(SUPPLIED MATERIAL):
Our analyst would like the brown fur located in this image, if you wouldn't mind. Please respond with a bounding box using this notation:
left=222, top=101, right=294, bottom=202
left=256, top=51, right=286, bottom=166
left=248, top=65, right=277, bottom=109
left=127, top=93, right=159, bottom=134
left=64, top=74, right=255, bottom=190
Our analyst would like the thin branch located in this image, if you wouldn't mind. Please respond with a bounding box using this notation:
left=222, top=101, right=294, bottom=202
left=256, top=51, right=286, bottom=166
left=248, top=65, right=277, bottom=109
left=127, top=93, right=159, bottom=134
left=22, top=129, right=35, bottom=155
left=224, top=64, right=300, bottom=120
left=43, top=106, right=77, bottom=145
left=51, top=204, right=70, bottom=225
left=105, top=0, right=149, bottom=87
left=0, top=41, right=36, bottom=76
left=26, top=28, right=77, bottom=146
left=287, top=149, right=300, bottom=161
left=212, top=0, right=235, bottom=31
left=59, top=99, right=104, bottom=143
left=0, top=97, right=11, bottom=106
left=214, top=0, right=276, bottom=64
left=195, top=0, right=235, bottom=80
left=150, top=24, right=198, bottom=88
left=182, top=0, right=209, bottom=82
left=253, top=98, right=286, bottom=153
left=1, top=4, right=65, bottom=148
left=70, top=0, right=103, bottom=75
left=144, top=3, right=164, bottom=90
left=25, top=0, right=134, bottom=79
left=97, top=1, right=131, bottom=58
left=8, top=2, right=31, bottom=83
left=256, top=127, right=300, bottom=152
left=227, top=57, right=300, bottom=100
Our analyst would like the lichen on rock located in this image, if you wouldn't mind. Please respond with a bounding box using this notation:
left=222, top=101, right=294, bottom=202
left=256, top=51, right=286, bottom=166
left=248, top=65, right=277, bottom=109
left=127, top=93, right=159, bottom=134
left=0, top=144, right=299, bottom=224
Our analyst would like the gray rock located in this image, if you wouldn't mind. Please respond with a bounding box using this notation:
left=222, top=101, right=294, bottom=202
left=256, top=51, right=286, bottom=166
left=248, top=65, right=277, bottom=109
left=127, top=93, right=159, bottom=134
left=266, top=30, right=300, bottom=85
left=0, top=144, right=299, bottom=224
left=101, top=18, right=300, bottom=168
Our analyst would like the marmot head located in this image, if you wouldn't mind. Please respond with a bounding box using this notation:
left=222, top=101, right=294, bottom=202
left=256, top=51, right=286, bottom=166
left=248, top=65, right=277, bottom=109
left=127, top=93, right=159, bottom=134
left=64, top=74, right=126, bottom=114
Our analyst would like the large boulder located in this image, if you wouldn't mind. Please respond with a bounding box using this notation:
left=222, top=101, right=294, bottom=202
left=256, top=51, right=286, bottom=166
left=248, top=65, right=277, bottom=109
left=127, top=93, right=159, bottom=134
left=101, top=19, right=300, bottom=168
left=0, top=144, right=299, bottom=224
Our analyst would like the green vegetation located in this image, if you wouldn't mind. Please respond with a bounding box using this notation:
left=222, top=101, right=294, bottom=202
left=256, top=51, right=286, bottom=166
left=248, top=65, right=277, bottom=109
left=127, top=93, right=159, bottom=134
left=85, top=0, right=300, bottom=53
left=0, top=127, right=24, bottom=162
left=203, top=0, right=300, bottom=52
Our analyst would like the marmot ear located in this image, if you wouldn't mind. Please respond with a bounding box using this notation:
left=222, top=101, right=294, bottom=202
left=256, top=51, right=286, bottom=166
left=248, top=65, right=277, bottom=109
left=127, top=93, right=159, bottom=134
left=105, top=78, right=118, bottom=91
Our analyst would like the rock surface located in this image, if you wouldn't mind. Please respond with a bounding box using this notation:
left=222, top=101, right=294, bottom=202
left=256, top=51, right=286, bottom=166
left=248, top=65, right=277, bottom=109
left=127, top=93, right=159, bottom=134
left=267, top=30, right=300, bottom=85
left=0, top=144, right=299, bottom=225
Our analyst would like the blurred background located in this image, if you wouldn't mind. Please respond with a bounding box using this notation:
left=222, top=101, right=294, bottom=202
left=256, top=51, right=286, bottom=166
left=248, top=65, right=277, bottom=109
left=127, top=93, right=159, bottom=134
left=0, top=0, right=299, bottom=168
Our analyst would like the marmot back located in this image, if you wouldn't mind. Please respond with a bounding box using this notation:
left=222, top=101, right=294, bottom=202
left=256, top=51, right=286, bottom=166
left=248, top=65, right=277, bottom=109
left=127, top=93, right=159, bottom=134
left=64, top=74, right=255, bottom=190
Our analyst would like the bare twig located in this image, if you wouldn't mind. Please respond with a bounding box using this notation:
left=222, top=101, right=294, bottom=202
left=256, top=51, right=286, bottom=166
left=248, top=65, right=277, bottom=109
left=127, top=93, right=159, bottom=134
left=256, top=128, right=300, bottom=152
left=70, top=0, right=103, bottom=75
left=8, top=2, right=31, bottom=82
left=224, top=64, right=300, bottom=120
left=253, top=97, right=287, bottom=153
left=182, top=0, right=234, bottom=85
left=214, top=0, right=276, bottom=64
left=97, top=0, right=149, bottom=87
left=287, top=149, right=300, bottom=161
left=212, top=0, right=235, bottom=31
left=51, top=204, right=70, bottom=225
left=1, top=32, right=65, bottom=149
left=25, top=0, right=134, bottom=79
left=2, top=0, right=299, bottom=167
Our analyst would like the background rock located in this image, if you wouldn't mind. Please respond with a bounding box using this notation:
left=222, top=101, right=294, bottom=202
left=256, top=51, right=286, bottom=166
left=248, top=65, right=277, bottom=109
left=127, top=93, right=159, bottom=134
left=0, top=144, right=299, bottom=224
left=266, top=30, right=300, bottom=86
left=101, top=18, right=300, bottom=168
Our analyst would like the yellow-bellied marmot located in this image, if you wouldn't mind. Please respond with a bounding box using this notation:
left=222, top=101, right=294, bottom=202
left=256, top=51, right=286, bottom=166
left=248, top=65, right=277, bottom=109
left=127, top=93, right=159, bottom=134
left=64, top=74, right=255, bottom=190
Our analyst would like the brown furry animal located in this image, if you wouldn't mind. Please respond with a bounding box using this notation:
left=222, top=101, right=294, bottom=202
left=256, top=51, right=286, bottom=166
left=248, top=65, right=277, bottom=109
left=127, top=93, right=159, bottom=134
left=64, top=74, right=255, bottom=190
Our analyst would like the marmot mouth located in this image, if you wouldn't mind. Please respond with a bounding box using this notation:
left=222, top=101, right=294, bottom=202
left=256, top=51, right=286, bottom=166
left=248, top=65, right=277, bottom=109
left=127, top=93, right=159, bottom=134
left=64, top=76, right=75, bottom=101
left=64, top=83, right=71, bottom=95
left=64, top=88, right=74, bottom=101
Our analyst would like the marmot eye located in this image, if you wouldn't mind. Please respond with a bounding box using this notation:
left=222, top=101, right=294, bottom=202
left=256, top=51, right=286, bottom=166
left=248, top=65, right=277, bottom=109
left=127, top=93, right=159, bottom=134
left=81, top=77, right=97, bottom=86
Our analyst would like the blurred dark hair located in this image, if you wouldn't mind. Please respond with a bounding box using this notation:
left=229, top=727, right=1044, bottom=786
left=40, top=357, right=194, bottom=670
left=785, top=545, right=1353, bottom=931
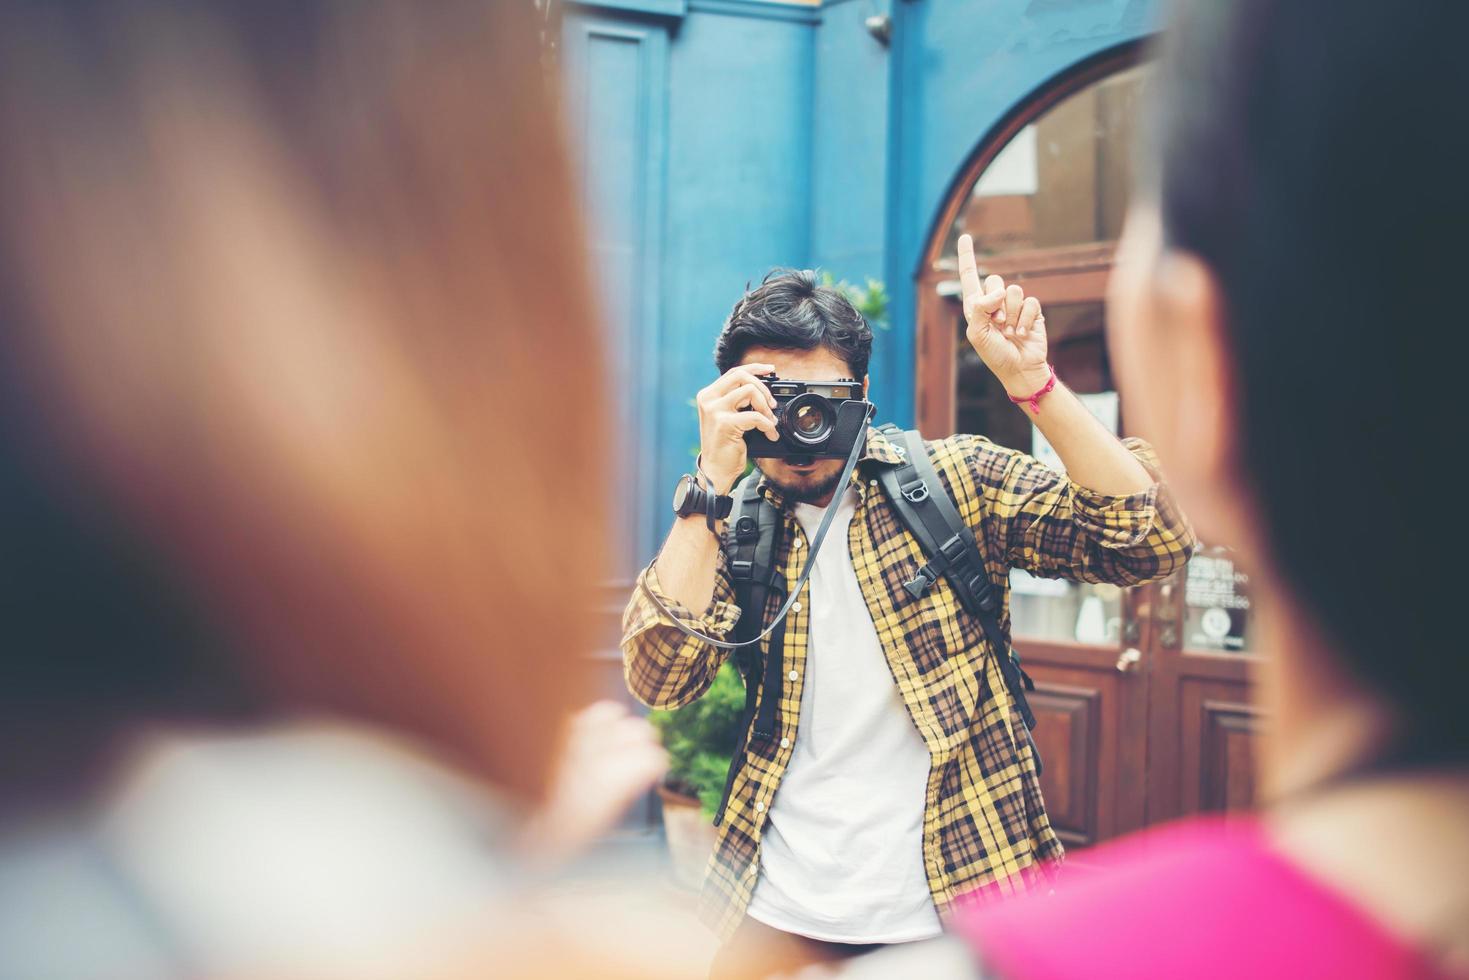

(ACTIVITY): The response must match the listing exactly, except that pictures are removed.

(EXERCISE SOLUTION):
Our analyst would like the brown fur located in this image, if you wouldn't mind. Please respond with a bounding box using this notation:
left=222, top=101, right=294, bottom=202
left=256, top=51, right=286, bottom=166
left=248, top=65, right=277, bottom=109
left=127, top=93, right=159, bottom=134
left=64, top=74, right=255, bottom=190
Our analyst would like the thin branch located in this image, if you wouldn't mind. Please respond with a bounding box using this notation:
left=222, top=101, right=294, bottom=202
left=256, top=51, right=286, bottom=166
left=248, top=65, right=277, bottom=109
left=127, top=93, right=159, bottom=134
left=22, top=129, right=35, bottom=155
left=224, top=64, right=300, bottom=120
left=43, top=106, right=77, bottom=145
left=51, top=204, right=70, bottom=225
left=105, top=0, right=149, bottom=87
left=0, top=41, right=36, bottom=76
left=26, top=28, right=77, bottom=146
left=287, top=149, right=300, bottom=161
left=212, top=0, right=235, bottom=31
left=59, top=99, right=104, bottom=143
left=0, top=97, right=11, bottom=106
left=214, top=0, right=276, bottom=64
left=195, top=0, right=235, bottom=80
left=150, top=24, right=198, bottom=88
left=182, top=0, right=209, bottom=82
left=253, top=98, right=286, bottom=153
left=1, top=4, right=65, bottom=148
left=70, top=0, right=103, bottom=75
left=144, top=3, right=164, bottom=90
left=25, top=0, right=134, bottom=79
left=97, top=1, right=131, bottom=58
left=8, top=2, right=31, bottom=83
left=256, top=127, right=300, bottom=152
left=227, top=57, right=300, bottom=100
Our analyst would like the lichen on rock located in this image, if you wouldn't mind. Please respond with a bounding box using this notation:
left=222, top=101, right=294, bottom=202
left=256, top=51, right=286, bottom=166
left=248, top=65, right=277, bottom=109
left=127, top=93, right=159, bottom=134
left=0, top=144, right=299, bottom=224
Our analyst would like the gray rock located in this image, if you wouldn't mind. Please respond with a bounding box using this notation:
left=222, top=101, right=294, bottom=202
left=256, top=51, right=286, bottom=166
left=248, top=65, right=277, bottom=109
left=127, top=93, right=159, bottom=134
left=266, top=30, right=300, bottom=85
left=0, top=144, right=299, bottom=224
left=101, top=18, right=300, bottom=168
Our analyst would like the marmot head located in this image, if you wouldn't mind. Please respond with a bounding box using this notation:
left=222, top=101, right=294, bottom=202
left=256, top=51, right=286, bottom=166
left=248, top=65, right=277, bottom=109
left=127, top=93, right=159, bottom=134
left=64, top=74, right=126, bottom=114
Our analyst would like the large boulder located in this image, if you wouldn't mind. Please respond with a bounding box using this notation:
left=222, top=101, right=294, bottom=202
left=256, top=51, right=286, bottom=166
left=248, top=65, right=277, bottom=109
left=127, top=93, right=159, bottom=134
left=101, top=19, right=300, bottom=168
left=0, top=144, right=299, bottom=224
Our analyst would like the green vegetation located in this image, if you wouldn't mind. Please respond with a bounding box using this notation:
left=222, top=101, right=294, bottom=202
left=256, top=51, right=286, bottom=166
left=248, top=65, right=277, bottom=109
left=127, top=93, right=159, bottom=134
left=85, top=0, right=300, bottom=53
left=0, top=127, right=24, bottom=162
left=203, top=0, right=300, bottom=52
Our analyst would like the marmot ear located in this image, if you wouldn't mind. Please respond with a bounding box using this notation:
left=222, top=101, right=294, bottom=202
left=256, top=51, right=286, bottom=166
left=248, top=65, right=277, bottom=109
left=127, top=93, right=159, bottom=134
left=105, top=78, right=118, bottom=91
Our analyst would like the rock surface located in this image, if you wouldn't mind. Please respond with a bounding box using this notation:
left=222, top=101, right=294, bottom=202
left=256, top=51, right=286, bottom=166
left=248, top=65, right=277, bottom=109
left=127, top=93, right=159, bottom=134
left=267, top=30, right=300, bottom=85
left=0, top=144, right=299, bottom=225
Our analyst would like the blurred background located in this image, if you wouldn't mind. Please respond with a bounding box using this notation:
left=222, top=101, right=294, bottom=202
left=256, top=51, right=286, bottom=166
left=248, top=65, right=277, bottom=109
left=127, top=93, right=159, bottom=134
left=0, top=0, right=299, bottom=168
Our analyst would like the marmot back located in this image, if you wouldn't mind. Please respond with a bounding box using this notation:
left=222, top=101, right=294, bottom=202
left=256, top=51, right=286, bottom=166
left=248, top=65, right=277, bottom=109
left=127, top=93, right=159, bottom=134
left=64, top=74, right=255, bottom=190
Our analyst would like the bare twig located in this image, if you wouldn't mind. Please respond with a bounding box using this notation:
left=222, top=101, right=294, bottom=202
left=256, top=51, right=286, bottom=166
left=248, top=65, right=277, bottom=109
left=127, top=93, right=159, bottom=134
left=256, top=128, right=300, bottom=152
left=70, top=0, right=103, bottom=75
left=8, top=2, right=31, bottom=82
left=224, top=64, right=300, bottom=120
left=253, top=97, right=287, bottom=153
left=182, top=0, right=234, bottom=85
left=214, top=0, right=276, bottom=64
left=97, top=0, right=149, bottom=87
left=287, top=149, right=300, bottom=161
left=212, top=0, right=235, bottom=31
left=51, top=204, right=70, bottom=225
left=1, top=32, right=65, bottom=149
left=25, top=0, right=134, bottom=79
left=2, top=0, right=299, bottom=167
Our analyst would like the background rock located in this image, if you wouldn't mind. Please respond with a bounding box using this notation:
left=222, top=101, right=294, bottom=202
left=256, top=51, right=286, bottom=166
left=248, top=65, right=277, bottom=109
left=127, top=93, right=159, bottom=134
left=0, top=144, right=299, bottom=224
left=266, top=30, right=300, bottom=86
left=101, top=18, right=300, bottom=168
Our analyst would like the yellow-bellied marmot located in this image, if you wouldn't mind. Please respond with a bounding box using this notation:
left=222, top=101, right=294, bottom=202
left=256, top=51, right=286, bottom=166
left=248, top=65, right=277, bottom=109
left=127, top=93, right=159, bottom=134
left=64, top=74, right=255, bottom=190
Our analyst would like the brown furry animal located in this image, if you wouldn't mind. Please respond with a bounding box using this notation:
left=222, top=101, right=294, bottom=202
left=256, top=51, right=286, bottom=166
left=248, top=65, right=277, bottom=109
left=127, top=93, right=159, bottom=134
left=64, top=74, right=255, bottom=190
Our analyst would like the marmot mouth located in this image, if you wouldn't mind. Please respond with a bounding box using this notation:
left=222, top=101, right=294, bottom=202
left=256, top=51, right=286, bottom=166
left=248, top=65, right=277, bottom=109
left=127, top=93, right=159, bottom=134
left=64, top=76, right=75, bottom=101
left=64, top=83, right=71, bottom=95
left=64, top=88, right=74, bottom=101
Our analyst would like the marmot eye located in this image, if you wouldn't mind. Please respond with a bounding box using this notation:
left=222, top=101, right=294, bottom=202
left=256, top=51, right=286, bottom=166
left=248, top=65, right=277, bottom=109
left=127, top=93, right=159, bottom=134
left=81, top=77, right=97, bottom=86
Our analyst would like the blurred dark hair located in this image, if you wouldn't mind. Please respond with a bounding box using this notation:
left=229, top=727, right=1044, bottom=786
left=40, top=357, right=194, bottom=670
left=785, top=545, right=1353, bottom=931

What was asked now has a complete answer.